* **WORK REQUIRED**:
Exact copies of all entries are expected.
START TASK INPUT
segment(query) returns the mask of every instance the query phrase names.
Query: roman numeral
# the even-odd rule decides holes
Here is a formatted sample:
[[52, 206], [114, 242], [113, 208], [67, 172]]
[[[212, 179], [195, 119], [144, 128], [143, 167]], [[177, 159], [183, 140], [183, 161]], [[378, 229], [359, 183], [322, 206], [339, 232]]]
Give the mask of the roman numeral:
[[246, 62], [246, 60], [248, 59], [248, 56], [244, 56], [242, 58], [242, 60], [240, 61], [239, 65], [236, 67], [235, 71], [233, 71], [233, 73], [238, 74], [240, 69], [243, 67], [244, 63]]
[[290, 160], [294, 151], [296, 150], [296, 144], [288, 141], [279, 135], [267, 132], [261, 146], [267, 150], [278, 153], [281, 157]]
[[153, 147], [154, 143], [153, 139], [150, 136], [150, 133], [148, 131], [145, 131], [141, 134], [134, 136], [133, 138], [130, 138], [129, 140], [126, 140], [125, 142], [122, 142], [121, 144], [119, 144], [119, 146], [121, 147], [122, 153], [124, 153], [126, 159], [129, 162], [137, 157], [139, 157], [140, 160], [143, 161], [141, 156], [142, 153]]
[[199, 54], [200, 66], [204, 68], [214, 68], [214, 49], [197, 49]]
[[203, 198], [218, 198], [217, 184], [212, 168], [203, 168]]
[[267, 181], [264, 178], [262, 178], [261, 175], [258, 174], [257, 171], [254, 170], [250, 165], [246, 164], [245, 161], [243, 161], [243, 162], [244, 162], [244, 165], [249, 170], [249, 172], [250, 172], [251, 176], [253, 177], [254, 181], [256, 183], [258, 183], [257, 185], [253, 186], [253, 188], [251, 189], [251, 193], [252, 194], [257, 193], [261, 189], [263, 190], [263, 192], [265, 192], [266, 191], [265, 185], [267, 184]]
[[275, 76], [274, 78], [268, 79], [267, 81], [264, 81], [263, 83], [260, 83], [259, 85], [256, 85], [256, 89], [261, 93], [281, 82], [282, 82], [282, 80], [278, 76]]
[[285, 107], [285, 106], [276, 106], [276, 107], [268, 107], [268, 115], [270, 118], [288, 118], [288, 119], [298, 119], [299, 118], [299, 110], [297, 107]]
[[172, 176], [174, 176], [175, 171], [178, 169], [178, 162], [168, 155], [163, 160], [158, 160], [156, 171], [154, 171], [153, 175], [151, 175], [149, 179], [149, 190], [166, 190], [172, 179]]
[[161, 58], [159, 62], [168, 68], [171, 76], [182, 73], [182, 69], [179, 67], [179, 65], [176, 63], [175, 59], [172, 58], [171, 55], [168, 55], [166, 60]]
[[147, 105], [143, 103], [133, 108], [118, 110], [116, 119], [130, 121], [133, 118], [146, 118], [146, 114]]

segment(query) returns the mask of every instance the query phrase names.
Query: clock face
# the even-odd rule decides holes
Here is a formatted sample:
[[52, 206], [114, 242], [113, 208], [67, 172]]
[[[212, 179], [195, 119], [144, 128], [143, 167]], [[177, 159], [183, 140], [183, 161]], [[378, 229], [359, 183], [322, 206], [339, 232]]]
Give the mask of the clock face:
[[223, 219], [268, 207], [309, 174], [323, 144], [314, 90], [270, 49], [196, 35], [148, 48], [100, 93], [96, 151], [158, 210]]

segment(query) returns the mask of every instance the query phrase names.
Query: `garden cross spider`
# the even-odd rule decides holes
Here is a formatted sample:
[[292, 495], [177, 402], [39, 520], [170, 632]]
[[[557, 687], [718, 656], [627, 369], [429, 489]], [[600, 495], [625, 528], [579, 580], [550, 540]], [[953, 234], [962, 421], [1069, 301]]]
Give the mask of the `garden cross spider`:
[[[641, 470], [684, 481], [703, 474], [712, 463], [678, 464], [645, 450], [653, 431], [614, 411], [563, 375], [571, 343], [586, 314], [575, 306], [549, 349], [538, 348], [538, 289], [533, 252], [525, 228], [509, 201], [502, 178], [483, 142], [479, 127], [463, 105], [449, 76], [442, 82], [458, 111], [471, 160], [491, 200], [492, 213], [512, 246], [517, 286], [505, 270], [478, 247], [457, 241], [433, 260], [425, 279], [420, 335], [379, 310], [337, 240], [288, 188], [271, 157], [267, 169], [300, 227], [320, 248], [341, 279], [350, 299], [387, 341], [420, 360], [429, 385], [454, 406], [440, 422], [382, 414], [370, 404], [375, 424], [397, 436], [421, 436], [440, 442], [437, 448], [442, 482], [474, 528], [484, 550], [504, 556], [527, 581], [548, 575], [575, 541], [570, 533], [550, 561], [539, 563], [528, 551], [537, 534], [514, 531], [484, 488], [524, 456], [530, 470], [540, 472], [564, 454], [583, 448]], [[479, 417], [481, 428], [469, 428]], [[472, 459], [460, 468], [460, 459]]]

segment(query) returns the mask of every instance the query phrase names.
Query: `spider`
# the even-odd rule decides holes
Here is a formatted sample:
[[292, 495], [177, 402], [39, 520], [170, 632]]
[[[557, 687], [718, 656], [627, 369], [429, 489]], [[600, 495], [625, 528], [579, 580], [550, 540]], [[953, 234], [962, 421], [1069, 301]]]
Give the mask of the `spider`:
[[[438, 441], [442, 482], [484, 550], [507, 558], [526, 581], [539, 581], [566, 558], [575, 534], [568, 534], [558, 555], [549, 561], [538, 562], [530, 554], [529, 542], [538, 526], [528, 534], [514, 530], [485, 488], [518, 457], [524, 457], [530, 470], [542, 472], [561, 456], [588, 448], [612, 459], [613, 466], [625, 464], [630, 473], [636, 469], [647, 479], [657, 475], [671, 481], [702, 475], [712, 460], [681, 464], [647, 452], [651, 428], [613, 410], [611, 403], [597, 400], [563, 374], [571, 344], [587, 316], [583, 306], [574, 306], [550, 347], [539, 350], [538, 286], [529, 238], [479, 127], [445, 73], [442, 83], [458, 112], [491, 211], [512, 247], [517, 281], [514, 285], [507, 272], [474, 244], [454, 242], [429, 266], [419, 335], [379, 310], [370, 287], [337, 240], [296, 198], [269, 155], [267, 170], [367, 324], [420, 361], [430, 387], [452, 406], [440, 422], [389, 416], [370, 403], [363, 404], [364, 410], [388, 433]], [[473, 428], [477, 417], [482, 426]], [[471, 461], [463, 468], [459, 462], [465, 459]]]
END TASK INPUT
* **RESULT BELOW**:
segment(query) returns the mask of every instance the query phrase names.
Query: roman numeral
# the even-odd rule decides holes
Here is a formatted sample:
[[52, 206], [114, 242], [113, 208], [67, 172]]
[[[212, 179], [195, 119], [144, 128], [143, 167]], [[177, 159], [183, 140], [183, 161]], [[378, 229], [359, 183], [322, 206], [339, 232]]]
Give the mask of the roman numeral:
[[246, 62], [246, 60], [248, 59], [248, 56], [244, 56], [242, 58], [242, 60], [240, 61], [239, 65], [236, 67], [235, 71], [233, 71], [233, 73], [238, 74], [240, 69], [243, 67], [244, 63]]
[[290, 160], [294, 151], [296, 150], [296, 144], [288, 141], [279, 135], [267, 132], [261, 146], [267, 150], [278, 153], [281, 157]]
[[153, 147], [154, 143], [153, 139], [150, 136], [150, 133], [148, 131], [145, 131], [141, 134], [134, 136], [133, 138], [130, 138], [129, 140], [126, 140], [125, 142], [122, 142], [121, 144], [119, 144], [119, 146], [121, 147], [122, 153], [124, 153], [126, 159], [129, 162], [137, 157], [139, 157], [140, 160], [143, 161], [141, 156], [142, 153]]
[[199, 54], [200, 66], [204, 68], [214, 68], [214, 49], [197, 49]]
[[203, 198], [218, 198], [217, 184], [212, 168], [203, 168]]
[[267, 181], [264, 178], [262, 178], [261, 175], [258, 174], [257, 171], [254, 170], [250, 165], [246, 164], [245, 161], [243, 161], [243, 162], [244, 162], [244, 165], [249, 170], [249, 172], [250, 172], [251, 176], [253, 177], [254, 181], [256, 183], [258, 183], [257, 185], [253, 186], [253, 188], [251, 189], [251, 193], [252, 194], [257, 193], [261, 189], [263, 190], [263, 192], [265, 192], [266, 191], [265, 185], [267, 184]]
[[275, 76], [274, 78], [268, 79], [267, 81], [264, 81], [263, 83], [260, 83], [259, 85], [256, 85], [256, 89], [261, 93], [281, 82], [282, 82], [282, 80], [278, 76]]
[[285, 107], [285, 106], [276, 106], [276, 107], [268, 107], [268, 115], [270, 118], [288, 118], [288, 119], [298, 119], [299, 118], [299, 110], [297, 107]]
[[172, 176], [174, 176], [175, 171], [178, 169], [178, 162], [168, 155], [163, 160], [158, 160], [156, 171], [154, 171], [153, 175], [151, 175], [149, 179], [149, 190], [166, 190], [172, 179]]
[[161, 58], [159, 62], [168, 68], [171, 76], [182, 73], [182, 69], [179, 67], [179, 65], [176, 63], [175, 59], [172, 58], [171, 55], [168, 55], [166, 60]]
[[147, 105], [143, 103], [133, 108], [118, 110], [116, 119], [130, 121], [133, 118], [146, 118], [146, 114]]

segment(query) returns the mask of every instance the query phrase names.
Query: clock face
# the even-odd rule decides holes
Here is a formatted sample:
[[52, 206], [114, 242], [113, 208], [67, 172]]
[[[212, 179], [195, 119], [144, 128], [143, 167]], [[177, 159], [183, 140], [183, 161]], [[378, 229], [359, 183], [322, 206], [339, 232]]]
Give the mask of the clock face:
[[223, 219], [268, 207], [309, 174], [323, 144], [314, 90], [270, 49], [196, 35], [148, 48], [100, 93], [96, 151], [158, 210]]

segment(query) returns the mask of every instance the query phrase names.
Query: `garden cross spider`
# the even-odd rule decides holes
Here is a formatted sample:
[[292, 495], [177, 402], [39, 520], [170, 632]]
[[[557, 687], [718, 656], [627, 369], [429, 489]], [[600, 495], [625, 528], [579, 580], [550, 540]], [[953, 234], [962, 421], [1069, 301]]]
Give the mask of the `garden cross spider`:
[[[641, 470], [684, 481], [703, 474], [712, 463], [678, 464], [645, 450], [653, 431], [614, 411], [563, 375], [571, 343], [586, 314], [575, 306], [549, 349], [538, 348], [538, 289], [533, 252], [525, 228], [509, 201], [502, 178], [483, 142], [479, 127], [463, 105], [449, 76], [442, 82], [458, 111], [471, 160], [491, 200], [492, 213], [512, 246], [517, 286], [505, 270], [478, 247], [457, 241], [433, 260], [425, 279], [420, 335], [379, 310], [337, 240], [288, 188], [271, 157], [267, 169], [300, 227], [320, 248], [341, 279], [350, 299], [387, 341], [420, 360], [429, 385], [454, 406], [440, 422], [382, 414], [370, 404], [375, 424], [397, 436], [421, 436], [440, 442], [437, 448], [442, 482], [474, 528], [484, 550], [504, 556], [527, 581], [548, 575], [575, 541], [570, 533], [550, 561], [539, 563], [528, 551], [537, 534], [514, 531], [484, 488], [524, 456], [530, 470], [540, 472], [564, 454], [583, 448]], [[479, 417], [481, 428], [469, 428]], [[472, 459], [460, 468], [460, 459]]]

segment(query) returns the mask of every instance the query phrase names.
Query: `spider`
# the even-odd rule decides holes
Here is a formatted sample:
[[292, 495], [177, 402], [39, 520], [170, 632]]
[[[557, 687], [718, 656], [627, 369], [429, 489]], [[600, 495], [625, 528], [579, 580], [550, 540]], [[953, 234], [962, 421], [1069, 301]]]
Give the mask of the `spider`:
[[[438, 441], [442, 482], [484, 550], [507, 558], [526, 581], [539, 581], [566, 558], [575, 534], [568, 534], [558, 555], [549, 561], [538, 562], [530, 554], [529, 542], [538, 526], [528, 534], [514, 530], [485, 488], [518, 457], [524, 457], [530, 470], [542, 472], [561, 456], [588, 448], [612, 459], [613, 466], [625, 464], [630, 473], [636, 469], [647, 479], [657, 475], [671, 481], [702, 475], [712, 460], [681, 464], [647, 452], [651, 428], [613, 410], [611, 403], [597, 400], [563, 374], [571, 344], [587, 316], [583, 306], [574, 306], [550, 347], [539, 350], [538, 286], [529, 238], [479, 127], [445, 73], [442, 83], [458, 112], [491, 211], [512, 247], [517, 281], [514, 285], [507, 272], [474, 244], [454, 242], [429, 266], [419, 335], [379, 310], [370, 287], [337, 240], [296, 198], [269, 155], [267, 170], [367, 324], [420, 361], [430, 387], [452, 406], [440, 422], [389, 416], [370, 403], [363, 404], [364, 410], [388, 433]], [[473, 428], [477, 417], [482, 426]], [[471, 461], [463, 468], [459, 462], [465, 459]]]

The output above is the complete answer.